Data entries
++++

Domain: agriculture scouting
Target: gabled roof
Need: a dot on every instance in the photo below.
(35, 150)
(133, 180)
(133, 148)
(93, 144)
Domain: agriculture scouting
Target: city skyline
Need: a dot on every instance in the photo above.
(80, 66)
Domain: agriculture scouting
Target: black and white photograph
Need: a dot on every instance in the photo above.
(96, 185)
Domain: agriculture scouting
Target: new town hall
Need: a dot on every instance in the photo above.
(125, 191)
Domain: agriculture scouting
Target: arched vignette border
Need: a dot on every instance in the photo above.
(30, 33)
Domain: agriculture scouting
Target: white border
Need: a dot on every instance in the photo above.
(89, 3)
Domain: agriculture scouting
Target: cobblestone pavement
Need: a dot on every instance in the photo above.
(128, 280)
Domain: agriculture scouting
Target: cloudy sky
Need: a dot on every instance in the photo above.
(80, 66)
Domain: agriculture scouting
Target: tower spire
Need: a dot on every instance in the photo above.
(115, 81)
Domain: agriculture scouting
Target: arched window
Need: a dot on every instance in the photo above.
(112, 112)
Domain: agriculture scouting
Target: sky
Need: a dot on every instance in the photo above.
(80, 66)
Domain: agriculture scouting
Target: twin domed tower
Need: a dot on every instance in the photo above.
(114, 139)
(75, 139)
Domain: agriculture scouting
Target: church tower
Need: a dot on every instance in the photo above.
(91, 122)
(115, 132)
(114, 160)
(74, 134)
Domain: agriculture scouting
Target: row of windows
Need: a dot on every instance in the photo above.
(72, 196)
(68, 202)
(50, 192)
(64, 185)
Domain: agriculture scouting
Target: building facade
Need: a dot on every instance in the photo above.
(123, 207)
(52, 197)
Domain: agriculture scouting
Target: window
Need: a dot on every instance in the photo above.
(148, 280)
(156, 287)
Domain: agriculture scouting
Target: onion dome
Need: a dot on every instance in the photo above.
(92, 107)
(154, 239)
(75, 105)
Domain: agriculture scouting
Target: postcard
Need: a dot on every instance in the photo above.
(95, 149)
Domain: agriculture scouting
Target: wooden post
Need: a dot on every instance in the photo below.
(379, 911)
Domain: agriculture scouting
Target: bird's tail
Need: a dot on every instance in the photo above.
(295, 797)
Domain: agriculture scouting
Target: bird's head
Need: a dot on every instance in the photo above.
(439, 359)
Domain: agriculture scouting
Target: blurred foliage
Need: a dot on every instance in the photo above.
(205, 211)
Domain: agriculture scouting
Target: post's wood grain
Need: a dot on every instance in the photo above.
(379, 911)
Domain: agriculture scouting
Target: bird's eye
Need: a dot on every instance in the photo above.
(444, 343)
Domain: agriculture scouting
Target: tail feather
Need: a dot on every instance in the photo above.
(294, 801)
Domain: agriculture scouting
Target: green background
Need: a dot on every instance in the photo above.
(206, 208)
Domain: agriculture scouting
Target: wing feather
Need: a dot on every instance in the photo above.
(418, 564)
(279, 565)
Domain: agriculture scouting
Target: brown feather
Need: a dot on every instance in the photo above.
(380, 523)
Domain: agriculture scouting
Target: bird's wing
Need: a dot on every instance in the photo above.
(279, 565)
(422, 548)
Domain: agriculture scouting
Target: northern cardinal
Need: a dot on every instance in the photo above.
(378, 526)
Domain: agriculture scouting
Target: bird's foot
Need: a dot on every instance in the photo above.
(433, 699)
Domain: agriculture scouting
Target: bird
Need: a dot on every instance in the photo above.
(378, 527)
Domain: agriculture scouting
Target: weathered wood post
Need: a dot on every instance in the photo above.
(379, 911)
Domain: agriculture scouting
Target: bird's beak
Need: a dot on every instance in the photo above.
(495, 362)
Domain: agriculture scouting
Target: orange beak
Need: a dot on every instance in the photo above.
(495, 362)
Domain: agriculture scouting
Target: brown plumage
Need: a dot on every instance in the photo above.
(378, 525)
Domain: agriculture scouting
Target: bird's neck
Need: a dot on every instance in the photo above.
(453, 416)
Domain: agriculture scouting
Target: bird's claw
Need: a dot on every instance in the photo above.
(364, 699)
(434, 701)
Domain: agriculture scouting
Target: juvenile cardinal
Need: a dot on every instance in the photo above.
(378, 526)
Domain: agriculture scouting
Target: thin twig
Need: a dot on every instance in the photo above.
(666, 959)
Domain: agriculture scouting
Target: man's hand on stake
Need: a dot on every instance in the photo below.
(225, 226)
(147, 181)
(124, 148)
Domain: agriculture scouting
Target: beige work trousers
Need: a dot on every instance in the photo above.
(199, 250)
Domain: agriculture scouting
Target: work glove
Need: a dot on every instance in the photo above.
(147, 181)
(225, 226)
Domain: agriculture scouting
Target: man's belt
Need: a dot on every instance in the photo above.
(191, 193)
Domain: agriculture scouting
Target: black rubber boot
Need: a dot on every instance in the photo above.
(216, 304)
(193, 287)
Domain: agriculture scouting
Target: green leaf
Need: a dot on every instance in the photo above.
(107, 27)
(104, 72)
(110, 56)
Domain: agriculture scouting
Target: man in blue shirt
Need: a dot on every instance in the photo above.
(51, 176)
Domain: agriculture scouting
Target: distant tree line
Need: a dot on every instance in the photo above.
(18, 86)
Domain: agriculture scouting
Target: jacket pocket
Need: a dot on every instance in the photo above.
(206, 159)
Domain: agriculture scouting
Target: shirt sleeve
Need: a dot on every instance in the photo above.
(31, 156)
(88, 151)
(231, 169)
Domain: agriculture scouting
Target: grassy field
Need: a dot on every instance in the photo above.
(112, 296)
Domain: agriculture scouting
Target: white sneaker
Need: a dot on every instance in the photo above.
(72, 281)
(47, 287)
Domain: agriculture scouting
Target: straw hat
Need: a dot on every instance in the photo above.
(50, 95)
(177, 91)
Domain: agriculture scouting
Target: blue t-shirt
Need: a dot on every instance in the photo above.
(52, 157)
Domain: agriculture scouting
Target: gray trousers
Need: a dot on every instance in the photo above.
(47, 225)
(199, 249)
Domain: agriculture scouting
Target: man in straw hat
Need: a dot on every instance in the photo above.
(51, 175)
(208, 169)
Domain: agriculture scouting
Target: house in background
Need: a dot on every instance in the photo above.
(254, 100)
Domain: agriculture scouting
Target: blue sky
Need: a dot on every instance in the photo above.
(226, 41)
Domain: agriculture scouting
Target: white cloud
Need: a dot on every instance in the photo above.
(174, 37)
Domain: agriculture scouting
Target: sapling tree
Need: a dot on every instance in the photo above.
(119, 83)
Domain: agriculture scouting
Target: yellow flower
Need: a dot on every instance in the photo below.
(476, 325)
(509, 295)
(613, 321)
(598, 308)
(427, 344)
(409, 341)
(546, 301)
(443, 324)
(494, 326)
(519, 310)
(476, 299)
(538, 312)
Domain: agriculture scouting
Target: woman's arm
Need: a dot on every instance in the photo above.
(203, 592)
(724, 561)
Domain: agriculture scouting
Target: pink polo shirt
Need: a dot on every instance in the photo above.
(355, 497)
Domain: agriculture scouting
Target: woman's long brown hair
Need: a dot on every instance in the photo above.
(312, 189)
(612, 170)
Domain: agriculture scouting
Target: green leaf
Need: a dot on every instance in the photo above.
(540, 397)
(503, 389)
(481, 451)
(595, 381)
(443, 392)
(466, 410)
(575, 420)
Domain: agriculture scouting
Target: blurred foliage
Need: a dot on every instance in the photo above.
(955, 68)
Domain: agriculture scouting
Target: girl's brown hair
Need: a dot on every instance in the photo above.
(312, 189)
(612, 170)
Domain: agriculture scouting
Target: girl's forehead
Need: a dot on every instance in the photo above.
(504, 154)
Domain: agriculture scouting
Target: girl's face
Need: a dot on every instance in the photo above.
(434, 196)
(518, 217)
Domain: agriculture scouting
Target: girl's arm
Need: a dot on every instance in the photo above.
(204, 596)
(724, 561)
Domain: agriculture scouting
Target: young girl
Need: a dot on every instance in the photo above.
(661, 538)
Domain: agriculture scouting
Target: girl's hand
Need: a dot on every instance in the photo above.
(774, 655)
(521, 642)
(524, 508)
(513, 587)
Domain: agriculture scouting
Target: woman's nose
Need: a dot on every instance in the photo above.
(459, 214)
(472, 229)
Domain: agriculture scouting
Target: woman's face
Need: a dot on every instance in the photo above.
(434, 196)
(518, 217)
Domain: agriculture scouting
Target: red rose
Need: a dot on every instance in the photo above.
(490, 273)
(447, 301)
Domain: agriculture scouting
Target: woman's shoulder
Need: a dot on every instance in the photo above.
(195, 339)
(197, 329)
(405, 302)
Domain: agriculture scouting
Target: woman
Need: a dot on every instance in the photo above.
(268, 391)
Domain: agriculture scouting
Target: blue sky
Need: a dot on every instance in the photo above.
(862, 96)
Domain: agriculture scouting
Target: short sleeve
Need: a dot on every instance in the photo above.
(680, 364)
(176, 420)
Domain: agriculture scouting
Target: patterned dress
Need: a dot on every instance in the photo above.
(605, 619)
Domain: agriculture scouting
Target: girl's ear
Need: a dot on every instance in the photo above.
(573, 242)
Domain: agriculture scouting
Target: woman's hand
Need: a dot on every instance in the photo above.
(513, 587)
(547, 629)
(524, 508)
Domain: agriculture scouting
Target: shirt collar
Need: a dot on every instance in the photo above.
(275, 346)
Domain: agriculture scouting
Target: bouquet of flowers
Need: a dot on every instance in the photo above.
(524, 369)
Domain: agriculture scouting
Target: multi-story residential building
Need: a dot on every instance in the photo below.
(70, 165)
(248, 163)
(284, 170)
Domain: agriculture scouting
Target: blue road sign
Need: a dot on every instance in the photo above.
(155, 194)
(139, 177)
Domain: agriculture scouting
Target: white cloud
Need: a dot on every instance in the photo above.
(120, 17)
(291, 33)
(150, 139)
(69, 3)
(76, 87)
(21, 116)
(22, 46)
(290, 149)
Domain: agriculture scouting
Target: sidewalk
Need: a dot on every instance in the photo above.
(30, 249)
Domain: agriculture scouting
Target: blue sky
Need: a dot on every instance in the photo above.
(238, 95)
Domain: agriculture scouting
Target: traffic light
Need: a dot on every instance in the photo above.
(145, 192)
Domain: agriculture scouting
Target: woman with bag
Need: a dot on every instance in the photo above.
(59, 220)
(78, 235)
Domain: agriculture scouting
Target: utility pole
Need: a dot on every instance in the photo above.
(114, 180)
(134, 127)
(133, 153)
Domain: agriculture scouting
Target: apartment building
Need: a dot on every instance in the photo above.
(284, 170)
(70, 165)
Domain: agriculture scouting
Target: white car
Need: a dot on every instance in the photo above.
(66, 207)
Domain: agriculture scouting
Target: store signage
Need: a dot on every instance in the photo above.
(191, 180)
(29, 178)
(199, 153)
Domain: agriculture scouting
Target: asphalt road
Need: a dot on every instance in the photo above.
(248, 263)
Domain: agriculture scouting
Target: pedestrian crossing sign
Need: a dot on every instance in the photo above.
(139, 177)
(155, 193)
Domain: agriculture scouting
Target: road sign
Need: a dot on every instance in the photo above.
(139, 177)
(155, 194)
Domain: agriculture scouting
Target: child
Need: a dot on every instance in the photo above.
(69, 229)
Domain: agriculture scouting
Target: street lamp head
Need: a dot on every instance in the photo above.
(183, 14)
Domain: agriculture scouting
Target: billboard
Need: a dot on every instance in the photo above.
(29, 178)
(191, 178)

++++

Description of the task
Count the lines in the listing above that contain the string "shirt", treating case as significant. Reply with the number alone.

The reply
5